Switch each "pin" to "marker" in the items that run from the line containing "of the road" through the end, inclusive. Write out only those lines, with everything else left unchanged.

═════ Data shown

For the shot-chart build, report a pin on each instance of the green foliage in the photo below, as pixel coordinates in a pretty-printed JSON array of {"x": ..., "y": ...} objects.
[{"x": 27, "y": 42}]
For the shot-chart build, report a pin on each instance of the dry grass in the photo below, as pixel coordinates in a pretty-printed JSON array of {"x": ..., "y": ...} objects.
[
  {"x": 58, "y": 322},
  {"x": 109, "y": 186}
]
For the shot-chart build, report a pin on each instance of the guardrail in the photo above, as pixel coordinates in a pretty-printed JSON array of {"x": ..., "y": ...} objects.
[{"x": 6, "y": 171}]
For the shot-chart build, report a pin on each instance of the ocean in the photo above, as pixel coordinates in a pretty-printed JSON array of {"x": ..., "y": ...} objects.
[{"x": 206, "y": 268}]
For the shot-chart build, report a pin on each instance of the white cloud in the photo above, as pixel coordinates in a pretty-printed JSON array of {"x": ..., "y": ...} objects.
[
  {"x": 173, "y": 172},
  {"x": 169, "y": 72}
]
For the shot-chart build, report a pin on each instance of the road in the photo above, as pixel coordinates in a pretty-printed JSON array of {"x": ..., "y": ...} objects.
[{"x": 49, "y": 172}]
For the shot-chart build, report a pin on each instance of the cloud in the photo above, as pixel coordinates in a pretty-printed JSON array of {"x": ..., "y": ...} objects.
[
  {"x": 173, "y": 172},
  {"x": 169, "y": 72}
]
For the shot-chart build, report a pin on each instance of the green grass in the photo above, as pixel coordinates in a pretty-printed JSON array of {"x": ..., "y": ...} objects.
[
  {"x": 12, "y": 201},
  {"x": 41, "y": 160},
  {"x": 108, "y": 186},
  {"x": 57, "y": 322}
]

══════════

> _Correct response_:
For the shot-chart build, report a marker on each instance of the road in the photo above, as pixel coordinates in a pretty-printed JSON array of {"x": ..., "y": ...} objects.
[{"x": 49, "y": 172}]
For the shot-chart build, report a marker on each instance of the cloud in the photo above, as pixel coordinates in a pretty-printed JSON array of {"x": ..., "y": ...} objects.
[
  {"x": 173, "y": 172},
  {"x": 169, "y": 72}
]
For the shot-chart build, report a marker on each instance of the green grass in the photo above, as pixel coordinates in a pretty-printed JSON array of {"x": ..., "y": ...} objects.
[
  {"x": 12, "y": 201},
  {"x": 41, "y": 160},
  {"x": 108, "y": 186},
  {"x": 57, "y": 322}
]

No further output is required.